What is needed is an exact copy of the entries below, from the line that contains "Teacher note: have the class pick out the wooden lattice" through the final line, both included, and nothing else.

⟨

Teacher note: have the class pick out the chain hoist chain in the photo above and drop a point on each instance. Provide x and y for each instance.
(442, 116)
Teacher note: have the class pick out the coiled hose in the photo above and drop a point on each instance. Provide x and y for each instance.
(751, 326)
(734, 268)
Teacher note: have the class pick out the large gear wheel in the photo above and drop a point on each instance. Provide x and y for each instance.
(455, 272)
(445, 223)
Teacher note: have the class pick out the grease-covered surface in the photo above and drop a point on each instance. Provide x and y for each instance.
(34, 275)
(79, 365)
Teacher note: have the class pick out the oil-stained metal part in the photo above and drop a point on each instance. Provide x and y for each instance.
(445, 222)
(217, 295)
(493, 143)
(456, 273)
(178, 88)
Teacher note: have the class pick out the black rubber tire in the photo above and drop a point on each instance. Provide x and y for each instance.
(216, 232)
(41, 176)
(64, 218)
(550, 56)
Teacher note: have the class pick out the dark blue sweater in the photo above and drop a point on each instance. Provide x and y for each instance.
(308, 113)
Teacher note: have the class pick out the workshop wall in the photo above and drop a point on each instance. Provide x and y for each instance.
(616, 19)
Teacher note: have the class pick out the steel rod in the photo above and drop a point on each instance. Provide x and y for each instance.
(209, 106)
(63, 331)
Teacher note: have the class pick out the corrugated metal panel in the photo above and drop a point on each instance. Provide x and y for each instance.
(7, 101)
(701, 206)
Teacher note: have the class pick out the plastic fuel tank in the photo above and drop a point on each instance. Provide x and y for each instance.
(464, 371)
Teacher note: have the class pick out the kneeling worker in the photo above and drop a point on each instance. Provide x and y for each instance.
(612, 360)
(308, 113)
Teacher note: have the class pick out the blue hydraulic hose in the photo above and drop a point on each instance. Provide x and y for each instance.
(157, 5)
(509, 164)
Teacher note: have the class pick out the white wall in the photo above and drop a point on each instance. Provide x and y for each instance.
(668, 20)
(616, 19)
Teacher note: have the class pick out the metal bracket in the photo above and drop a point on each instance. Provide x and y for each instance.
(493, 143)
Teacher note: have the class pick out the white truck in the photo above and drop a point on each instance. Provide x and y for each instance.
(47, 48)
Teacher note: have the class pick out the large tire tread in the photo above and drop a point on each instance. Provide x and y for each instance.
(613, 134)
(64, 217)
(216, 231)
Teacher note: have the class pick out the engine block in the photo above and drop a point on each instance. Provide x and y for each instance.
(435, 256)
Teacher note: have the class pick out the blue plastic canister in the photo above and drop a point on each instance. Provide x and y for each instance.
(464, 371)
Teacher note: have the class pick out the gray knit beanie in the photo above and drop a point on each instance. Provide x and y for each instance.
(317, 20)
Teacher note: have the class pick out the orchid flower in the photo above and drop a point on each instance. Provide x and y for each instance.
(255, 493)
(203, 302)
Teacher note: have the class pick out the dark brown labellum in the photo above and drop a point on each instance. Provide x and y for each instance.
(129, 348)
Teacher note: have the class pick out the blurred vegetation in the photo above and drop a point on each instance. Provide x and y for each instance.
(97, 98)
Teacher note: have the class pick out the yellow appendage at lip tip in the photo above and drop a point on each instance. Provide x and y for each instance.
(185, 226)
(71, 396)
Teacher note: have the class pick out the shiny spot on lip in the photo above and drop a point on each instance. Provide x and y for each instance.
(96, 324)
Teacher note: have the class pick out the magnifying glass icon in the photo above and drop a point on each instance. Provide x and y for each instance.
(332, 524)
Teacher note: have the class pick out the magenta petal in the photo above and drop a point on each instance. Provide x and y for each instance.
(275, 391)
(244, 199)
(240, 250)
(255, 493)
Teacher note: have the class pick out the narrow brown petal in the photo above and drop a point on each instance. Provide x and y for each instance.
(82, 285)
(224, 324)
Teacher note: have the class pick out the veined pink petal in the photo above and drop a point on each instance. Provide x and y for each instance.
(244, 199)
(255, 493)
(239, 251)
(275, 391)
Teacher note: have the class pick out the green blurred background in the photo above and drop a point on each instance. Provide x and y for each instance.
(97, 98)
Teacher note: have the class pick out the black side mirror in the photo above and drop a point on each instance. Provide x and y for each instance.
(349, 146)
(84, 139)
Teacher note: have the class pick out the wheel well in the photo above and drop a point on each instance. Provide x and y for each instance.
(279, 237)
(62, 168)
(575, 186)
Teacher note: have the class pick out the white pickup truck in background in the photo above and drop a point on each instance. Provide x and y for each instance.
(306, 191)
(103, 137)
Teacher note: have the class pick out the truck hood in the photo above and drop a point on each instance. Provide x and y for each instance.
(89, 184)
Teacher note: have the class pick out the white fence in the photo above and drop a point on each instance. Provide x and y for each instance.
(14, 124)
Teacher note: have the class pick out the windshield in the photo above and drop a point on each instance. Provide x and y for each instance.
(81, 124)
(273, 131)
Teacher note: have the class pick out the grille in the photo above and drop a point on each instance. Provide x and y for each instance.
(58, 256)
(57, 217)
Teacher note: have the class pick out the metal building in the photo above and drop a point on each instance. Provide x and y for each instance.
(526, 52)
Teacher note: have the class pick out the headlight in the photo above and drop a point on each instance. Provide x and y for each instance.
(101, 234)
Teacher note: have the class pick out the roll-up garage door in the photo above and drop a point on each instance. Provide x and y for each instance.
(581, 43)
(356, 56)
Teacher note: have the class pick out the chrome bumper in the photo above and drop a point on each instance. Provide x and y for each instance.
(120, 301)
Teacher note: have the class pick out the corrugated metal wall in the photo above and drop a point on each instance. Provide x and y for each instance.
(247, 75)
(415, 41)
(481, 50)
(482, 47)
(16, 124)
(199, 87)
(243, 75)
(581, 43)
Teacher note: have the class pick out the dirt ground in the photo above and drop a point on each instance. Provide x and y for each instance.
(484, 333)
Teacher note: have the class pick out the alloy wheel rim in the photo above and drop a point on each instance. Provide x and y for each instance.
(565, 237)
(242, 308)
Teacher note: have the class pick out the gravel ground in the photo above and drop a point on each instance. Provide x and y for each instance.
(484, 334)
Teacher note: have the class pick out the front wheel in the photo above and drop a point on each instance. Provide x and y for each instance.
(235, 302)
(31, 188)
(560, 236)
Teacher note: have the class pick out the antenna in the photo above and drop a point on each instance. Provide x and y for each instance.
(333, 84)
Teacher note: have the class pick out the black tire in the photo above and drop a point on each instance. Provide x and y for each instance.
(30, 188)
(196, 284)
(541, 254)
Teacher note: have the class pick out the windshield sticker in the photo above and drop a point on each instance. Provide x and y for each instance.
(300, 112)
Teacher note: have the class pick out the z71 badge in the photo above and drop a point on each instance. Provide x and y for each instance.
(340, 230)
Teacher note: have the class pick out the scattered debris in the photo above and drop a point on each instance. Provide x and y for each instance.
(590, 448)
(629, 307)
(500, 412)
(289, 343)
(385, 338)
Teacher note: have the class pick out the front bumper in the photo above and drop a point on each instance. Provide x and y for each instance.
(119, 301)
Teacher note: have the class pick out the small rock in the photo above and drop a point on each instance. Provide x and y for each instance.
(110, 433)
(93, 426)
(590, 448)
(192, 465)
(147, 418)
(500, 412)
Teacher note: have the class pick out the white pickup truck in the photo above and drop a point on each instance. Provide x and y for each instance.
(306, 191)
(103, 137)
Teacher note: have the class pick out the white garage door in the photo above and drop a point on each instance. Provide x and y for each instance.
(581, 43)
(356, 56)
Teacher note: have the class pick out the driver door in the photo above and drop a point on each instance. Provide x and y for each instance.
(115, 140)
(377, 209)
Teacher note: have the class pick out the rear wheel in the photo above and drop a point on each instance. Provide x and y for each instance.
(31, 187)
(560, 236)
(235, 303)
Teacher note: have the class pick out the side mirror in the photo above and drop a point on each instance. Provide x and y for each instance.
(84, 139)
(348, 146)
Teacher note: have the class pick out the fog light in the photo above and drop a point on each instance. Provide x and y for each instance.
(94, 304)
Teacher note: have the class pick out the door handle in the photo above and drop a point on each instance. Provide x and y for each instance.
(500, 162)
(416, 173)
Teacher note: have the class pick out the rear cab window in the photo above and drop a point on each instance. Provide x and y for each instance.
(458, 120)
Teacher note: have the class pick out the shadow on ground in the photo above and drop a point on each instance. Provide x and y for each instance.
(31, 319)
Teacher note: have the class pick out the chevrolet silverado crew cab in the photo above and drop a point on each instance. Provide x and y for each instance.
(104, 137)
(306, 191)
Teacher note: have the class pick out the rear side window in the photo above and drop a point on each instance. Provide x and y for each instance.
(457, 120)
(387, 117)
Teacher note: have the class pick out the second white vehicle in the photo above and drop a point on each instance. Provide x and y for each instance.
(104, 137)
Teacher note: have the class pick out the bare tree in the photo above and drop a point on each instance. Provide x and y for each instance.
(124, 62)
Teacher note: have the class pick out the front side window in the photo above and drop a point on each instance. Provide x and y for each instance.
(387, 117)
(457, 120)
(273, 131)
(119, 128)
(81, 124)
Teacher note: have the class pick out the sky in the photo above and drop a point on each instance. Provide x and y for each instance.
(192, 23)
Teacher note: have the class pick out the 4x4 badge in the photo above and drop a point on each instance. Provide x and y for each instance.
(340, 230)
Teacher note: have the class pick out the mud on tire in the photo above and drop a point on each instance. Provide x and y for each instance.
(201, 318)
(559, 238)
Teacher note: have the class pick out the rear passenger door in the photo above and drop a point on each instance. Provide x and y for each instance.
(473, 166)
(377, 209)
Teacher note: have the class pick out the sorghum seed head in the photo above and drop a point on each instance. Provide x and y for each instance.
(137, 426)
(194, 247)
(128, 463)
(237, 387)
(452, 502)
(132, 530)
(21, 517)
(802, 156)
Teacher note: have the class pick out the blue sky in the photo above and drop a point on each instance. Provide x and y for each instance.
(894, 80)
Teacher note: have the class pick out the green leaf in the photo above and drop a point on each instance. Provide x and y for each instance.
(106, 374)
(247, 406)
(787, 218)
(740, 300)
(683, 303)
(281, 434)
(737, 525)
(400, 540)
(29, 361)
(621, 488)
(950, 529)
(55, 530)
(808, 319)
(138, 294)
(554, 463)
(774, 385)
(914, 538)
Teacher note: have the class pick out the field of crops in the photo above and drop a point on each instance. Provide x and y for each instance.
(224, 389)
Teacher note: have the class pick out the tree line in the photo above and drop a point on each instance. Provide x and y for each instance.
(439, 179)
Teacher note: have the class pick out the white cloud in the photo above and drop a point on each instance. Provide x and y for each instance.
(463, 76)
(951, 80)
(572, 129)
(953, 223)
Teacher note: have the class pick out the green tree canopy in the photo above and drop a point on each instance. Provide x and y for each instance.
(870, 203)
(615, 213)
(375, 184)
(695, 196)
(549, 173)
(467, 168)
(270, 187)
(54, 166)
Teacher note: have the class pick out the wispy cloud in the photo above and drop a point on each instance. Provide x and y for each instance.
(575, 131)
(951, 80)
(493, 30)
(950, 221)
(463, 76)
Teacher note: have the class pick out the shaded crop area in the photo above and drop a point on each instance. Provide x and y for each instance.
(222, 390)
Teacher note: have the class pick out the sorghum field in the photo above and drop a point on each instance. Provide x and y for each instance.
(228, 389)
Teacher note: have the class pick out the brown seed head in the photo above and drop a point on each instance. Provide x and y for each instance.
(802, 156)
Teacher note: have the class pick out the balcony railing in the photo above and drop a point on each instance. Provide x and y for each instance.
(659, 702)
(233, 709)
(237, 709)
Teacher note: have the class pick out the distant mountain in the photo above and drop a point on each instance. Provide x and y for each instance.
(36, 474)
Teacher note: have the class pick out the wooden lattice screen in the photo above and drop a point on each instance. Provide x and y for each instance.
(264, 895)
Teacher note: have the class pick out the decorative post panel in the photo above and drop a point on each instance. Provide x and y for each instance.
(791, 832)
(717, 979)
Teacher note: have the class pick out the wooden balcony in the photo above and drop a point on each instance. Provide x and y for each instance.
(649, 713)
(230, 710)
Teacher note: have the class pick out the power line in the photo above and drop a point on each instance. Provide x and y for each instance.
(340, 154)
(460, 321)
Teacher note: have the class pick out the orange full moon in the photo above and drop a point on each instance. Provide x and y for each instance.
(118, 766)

⟩

## FINISHED EXERCISE
Teacher note: have the class pick out the wooden lattice screen in the photo above and drop a point on each instance. Provide x and y for each instance.
(264, 895)
Teacher note: have the class pick out the decorative post panel in the photo above and drop a point on each instance. Provide x and y for each instance.
(791, 832)
(717, 979)
Teacher note: have the class pick out the wooden balcony in the photo above and drop a point on each instance. Provide x and y for each instance.
(649, 713)
(230, 710)
Teacher note: have the class pick out the power line in the photo above and drop a point on each instance. Provide x and y for each instance.
(340, 154)
(460, 321)
Teacher note: have the class pick out the orange full moon in the photo above and drop a point on each instance. Provide x and y for each instance.
(118, 766)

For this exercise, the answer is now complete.